* [AIM]: Count the lines in the data below that contain the string "sample", matching case exactly. Reply with the number alone.

* [ENTRIES SUPPLIED]:

-- BEGIN --

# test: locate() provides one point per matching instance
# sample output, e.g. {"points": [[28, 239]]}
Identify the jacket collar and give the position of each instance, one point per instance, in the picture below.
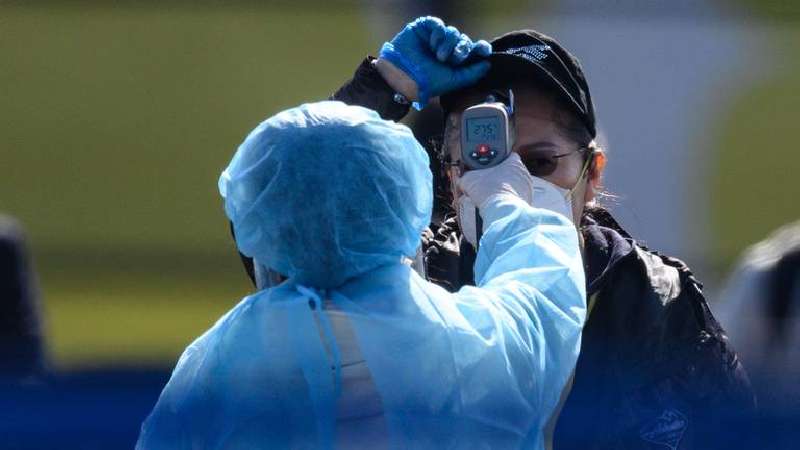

-- END --
-- BEGIN --

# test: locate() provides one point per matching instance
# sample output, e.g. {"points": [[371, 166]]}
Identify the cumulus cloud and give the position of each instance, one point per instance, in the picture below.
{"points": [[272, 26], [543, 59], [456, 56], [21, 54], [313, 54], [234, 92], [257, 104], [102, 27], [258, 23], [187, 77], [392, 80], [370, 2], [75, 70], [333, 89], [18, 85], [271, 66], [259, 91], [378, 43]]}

-- END --
-- BEGIN --

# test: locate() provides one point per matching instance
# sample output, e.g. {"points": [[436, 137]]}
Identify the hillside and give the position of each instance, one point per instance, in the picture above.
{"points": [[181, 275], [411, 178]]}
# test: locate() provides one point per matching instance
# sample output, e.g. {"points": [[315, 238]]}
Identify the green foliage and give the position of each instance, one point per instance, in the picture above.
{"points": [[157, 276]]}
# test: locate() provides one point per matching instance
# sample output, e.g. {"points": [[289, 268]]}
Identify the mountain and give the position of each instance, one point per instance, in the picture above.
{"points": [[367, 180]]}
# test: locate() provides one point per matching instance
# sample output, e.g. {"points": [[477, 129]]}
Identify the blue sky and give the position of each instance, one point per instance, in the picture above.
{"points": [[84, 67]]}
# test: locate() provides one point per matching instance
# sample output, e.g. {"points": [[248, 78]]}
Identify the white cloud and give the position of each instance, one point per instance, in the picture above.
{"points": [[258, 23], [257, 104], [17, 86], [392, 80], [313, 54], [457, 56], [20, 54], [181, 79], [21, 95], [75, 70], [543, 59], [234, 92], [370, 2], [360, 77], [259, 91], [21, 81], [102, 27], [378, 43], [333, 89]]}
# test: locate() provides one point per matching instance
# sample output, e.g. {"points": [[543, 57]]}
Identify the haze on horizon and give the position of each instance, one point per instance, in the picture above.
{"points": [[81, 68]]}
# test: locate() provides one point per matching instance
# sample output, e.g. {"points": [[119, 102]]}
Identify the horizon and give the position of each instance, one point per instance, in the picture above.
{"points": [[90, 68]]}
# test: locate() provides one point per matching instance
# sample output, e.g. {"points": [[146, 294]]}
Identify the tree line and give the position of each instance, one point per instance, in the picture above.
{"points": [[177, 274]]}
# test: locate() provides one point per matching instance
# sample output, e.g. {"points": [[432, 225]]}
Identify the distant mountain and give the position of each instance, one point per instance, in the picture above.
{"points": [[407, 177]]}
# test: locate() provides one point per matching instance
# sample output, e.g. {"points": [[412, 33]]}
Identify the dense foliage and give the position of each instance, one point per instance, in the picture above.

-- END --

* [OUTPUT OF THE EXERCISE]: 12